To do:
Add 37 to each box coordinate in the rows starting with the line with "Where in the photo below do you see the overcast" and going on through the line with "[0,42,235,91]". Write out every line in that stretch with only the coordinates changed, and leave out the pictures.

Records to use:
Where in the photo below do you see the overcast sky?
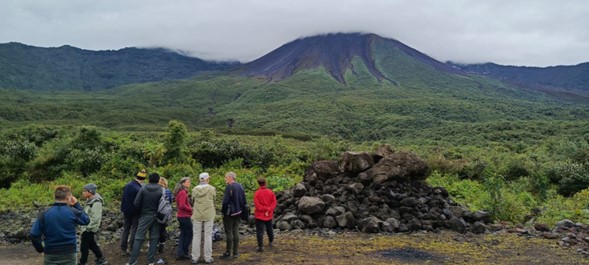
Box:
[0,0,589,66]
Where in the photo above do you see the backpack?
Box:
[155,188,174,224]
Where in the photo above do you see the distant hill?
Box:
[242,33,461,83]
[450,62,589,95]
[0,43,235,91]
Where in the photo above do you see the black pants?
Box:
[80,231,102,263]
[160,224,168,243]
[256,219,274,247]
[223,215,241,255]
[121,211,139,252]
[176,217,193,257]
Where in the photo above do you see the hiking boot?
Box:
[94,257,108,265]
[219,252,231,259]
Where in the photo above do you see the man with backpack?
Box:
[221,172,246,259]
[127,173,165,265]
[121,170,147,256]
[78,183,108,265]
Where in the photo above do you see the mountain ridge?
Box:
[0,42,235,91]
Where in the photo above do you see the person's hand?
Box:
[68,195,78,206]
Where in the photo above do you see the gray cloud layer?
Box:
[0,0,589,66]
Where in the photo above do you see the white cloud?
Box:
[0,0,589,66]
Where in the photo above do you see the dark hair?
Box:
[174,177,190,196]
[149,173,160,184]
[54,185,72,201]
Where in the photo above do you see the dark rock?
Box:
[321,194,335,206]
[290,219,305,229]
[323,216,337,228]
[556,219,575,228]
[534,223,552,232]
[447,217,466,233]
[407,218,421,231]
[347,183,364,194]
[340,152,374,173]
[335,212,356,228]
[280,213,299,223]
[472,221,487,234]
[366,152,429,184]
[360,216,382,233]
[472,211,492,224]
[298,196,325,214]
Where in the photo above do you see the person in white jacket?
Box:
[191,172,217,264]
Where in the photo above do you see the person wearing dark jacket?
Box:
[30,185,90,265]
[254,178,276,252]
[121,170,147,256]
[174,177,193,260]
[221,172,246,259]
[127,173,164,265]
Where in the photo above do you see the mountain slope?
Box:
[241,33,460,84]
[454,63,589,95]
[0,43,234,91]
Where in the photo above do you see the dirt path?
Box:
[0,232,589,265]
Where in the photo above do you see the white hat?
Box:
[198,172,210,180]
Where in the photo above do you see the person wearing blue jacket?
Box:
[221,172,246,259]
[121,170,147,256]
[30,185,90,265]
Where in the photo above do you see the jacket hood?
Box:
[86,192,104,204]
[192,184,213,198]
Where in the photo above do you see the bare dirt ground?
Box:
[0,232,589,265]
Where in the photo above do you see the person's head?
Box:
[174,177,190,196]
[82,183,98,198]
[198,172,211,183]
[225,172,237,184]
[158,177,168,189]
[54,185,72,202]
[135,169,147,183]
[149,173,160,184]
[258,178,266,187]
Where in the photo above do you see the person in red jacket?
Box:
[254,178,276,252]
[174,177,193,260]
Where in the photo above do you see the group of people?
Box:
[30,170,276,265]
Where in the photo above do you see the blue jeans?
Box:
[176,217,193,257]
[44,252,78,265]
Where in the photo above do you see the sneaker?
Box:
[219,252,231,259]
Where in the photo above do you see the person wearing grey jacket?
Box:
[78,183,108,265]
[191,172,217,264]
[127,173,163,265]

...

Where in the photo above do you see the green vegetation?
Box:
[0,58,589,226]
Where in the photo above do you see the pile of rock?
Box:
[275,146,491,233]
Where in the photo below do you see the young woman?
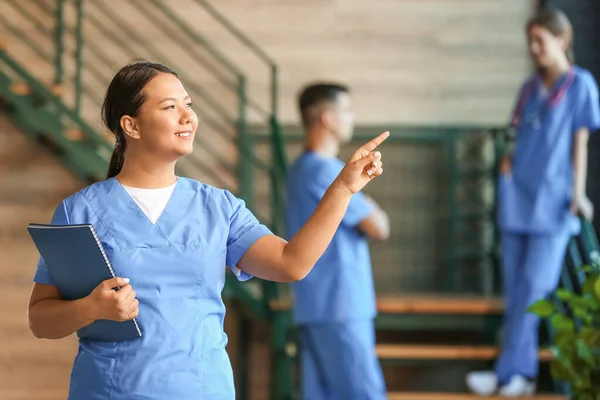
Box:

--

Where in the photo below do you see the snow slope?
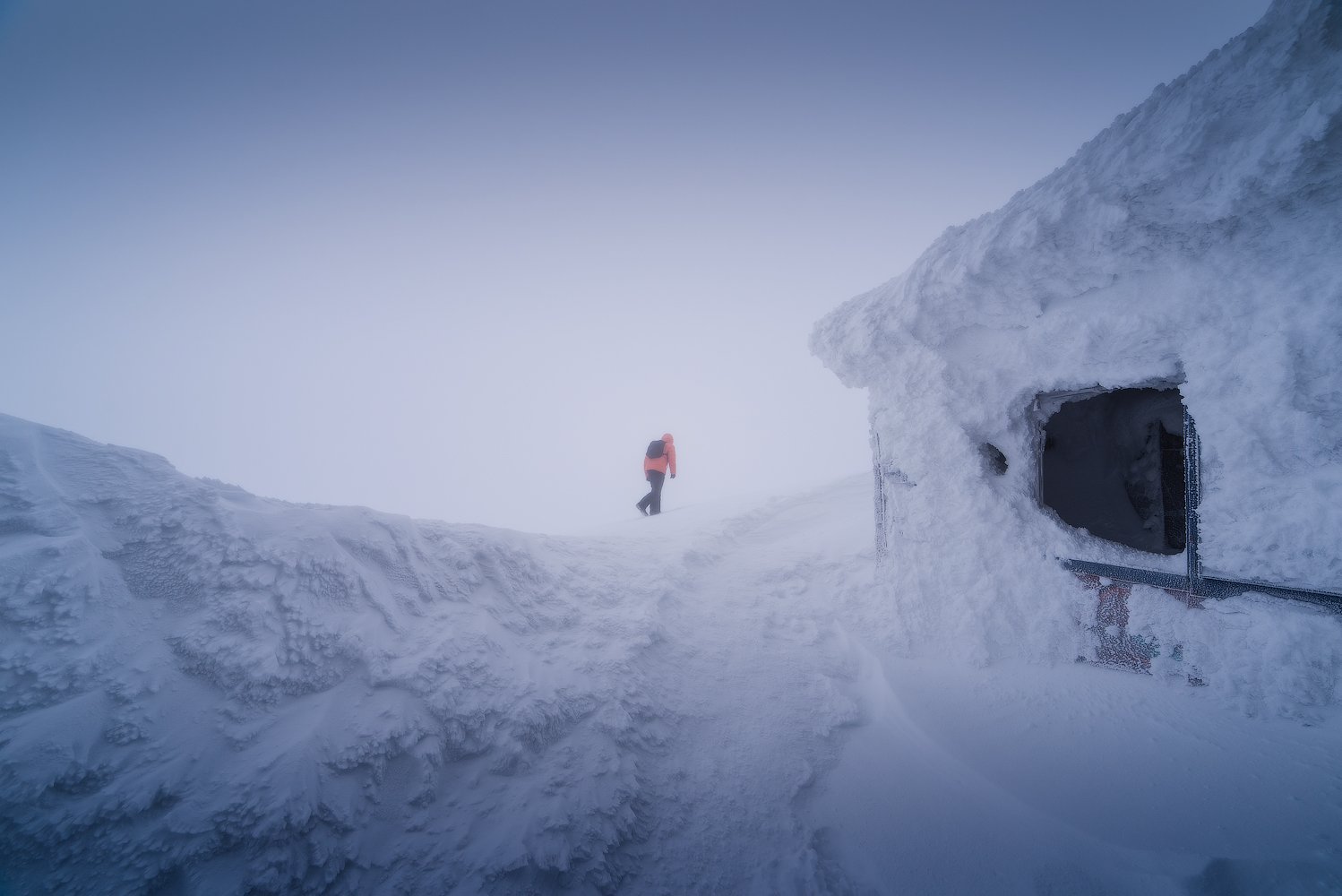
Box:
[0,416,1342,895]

Result of this task:
Where in the photo below do you see the overcast sky?
Box:
[37,37,626,103]
Where in the photo above do you see the backpack?
Box:
[192,225,211,261]
Where in the photo above do you see the distant hill?
Box:
[279,70,498,120]
[487,99,626,132]
[37,80,272,128]
Where in the photo above do you see the black pants?
Box:
[117,268,139,300]
[197,261,205,280]
[293,256,311,284]
[260,252,278,292]
[158,248,176,289]
[213,254,230,294]
Where in the photo above do you see the hiking boot?
Box:
[131,294,145,302]
[256,289,268,296]
Where in the photo above do you see the man with backpack?
Box:
[258,209,283,296]
[164,210,202,302]
[158,207,184,293]
[115,220,145,302]
Where in the photo above do you see the mountain ridge?
Box:
[37,79,272,128]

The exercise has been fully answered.